Dataset rows:

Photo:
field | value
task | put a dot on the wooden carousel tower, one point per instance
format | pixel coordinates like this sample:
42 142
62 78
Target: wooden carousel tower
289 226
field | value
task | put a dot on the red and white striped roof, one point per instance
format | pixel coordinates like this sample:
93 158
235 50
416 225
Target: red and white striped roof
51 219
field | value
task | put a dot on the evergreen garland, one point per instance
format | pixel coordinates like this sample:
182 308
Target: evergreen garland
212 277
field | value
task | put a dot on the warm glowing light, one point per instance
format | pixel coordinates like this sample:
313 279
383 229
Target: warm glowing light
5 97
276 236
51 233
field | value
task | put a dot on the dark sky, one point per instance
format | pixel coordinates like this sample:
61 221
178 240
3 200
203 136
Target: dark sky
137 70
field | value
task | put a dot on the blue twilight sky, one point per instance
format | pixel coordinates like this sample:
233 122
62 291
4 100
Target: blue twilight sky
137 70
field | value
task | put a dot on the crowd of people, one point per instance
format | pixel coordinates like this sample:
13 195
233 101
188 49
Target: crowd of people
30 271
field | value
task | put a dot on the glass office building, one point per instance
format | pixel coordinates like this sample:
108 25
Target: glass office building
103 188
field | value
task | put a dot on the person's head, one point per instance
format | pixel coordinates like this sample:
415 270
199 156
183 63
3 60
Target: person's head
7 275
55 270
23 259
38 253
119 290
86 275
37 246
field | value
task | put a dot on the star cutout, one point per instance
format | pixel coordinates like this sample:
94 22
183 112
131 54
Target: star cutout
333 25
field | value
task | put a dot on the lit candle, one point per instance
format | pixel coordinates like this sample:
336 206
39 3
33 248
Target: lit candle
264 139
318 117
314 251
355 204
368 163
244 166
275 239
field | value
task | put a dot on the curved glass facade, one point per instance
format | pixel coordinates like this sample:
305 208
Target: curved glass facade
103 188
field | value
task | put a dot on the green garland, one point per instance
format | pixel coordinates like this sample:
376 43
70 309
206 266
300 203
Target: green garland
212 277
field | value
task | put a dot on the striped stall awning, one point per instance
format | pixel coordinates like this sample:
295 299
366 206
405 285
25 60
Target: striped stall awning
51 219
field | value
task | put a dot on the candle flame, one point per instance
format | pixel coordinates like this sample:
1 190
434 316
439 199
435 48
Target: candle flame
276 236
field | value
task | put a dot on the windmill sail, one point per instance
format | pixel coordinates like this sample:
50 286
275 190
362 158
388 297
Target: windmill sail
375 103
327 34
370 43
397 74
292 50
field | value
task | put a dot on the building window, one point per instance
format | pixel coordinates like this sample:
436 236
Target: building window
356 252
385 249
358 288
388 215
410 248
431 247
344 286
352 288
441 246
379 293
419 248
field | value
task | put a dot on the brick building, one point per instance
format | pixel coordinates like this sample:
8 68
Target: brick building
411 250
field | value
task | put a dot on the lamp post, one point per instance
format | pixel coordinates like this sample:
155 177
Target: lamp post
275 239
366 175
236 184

Do this: Your task is to print all of the records exactly.

Worked solution:
Photo:
field | value
task | put a dot on the wooden carousel tower, one point per instance
format | pixel coordinates like this sample:
42 142
62 78
Target: wooden carousel tower
289 226
field | value
task | put a dot on the red and white striped roof, one point per instance
format | pixel coordinates like this sample:
93 158
235 50
416 225
Target: red and white striped roof
51 219
field | value
task | put a dot on the evergreen garland, one point per instance
format | pixel coordinates like this sample:
182 308
Target: evergreen garland
212 277
field | value
task | put a dot on the warm glowing light, one point per instance
format | pixel coordinates like this sample:
313 279
383 229
Target: warm glowing light
5 97
276 236
51 233
field | value
task | put a dot on the dark sky, one point per instance
format | pixel coordinates like this sample:
61 221
178 240
3 200
203 136
Target: dark sky
137 70
field | value
task | put a dot on the blue twilight sky, one point per instance
format | pixel coordinates like this sample:
233 122
62 291
4 100
Target: blue twilight sky
137 70
field | value
task | put a dot on the crowd of people, one point per instance
format | pixel coordinates like this sample:
13 195
233 101
188 49
Target: crowd of people
30 271
field | value
task | put a dot on the glass office building, one point per instance
format | pixel coordinates like this sample:
108 25
Target: glass office building
103 188
field | value
task | put a dot on the person's head, one point per instance
format | pixel coordinates like this sample:
415 270
199 156
183 63
3 60
Target: person's head
7 275
55 270
23 259
38 253
119 290
86 275
37 246
field | value
task | put a dot on the star cutout, one point per instance
format | pixel coordinates like this sample:
94 22
183 112
131 54
Target: star cutout
333 25
field | value
task | put a dot on the lit candle, one point per instance
format | pixel coordinates like this sample:
336 206
39 3
33 248
Target: lit candle
264 139
318 117
314 251
355 204
368 163
244 166
275 239
field | value
task | put a dot on the curved glass facade, one point per instance
format | pixel coordinates like this sample:
305 208
Target: curved glass facade
103 188
field | value
task | put a dot on the green garland, one point per instance
format | pixel coordinates like this sample:
376 43
70 309
206 266
300 203
Target: green garland
212 277
field | value
task | put a dot on the striped stall awning, one point per instance
format | pixel coordinates like this sample:
295 299
366 206
405 285
25 60
Target: striped stall awning
51 219
field | value
task | put a dot on the candle flame, one point per instance
format | pixel coordinates like this sample:
1 190
434 316
439 199
435 48
Target: candle flame
276 236
field | value
task | put a dot on the windmill sail, one point per instance
format | pixel coordinates like this sample:
50 286
275 190
362 158
388 297
Target: windmill sail
375 103
327 34
370 43
397 74
292 50
field | value
task | put a dot on the building window, one point per instance
format | pixel coordinates like this sample:
436 236
Target: building window
356 252
385 249
358 288
388 215
410 248
431 247
344 286
352 288
441 246
379 293
419 248
field | value
task | put a dot on the brick building, one point per instance
format | pixel coordinates like this sample:
8 68
Target: brick building
411 250
field | value
task | put a dot on the lamp post, one point per instance
format | pixel coordinates like this sample:
155 177
Target: lamp post
275 239
366 175
236 184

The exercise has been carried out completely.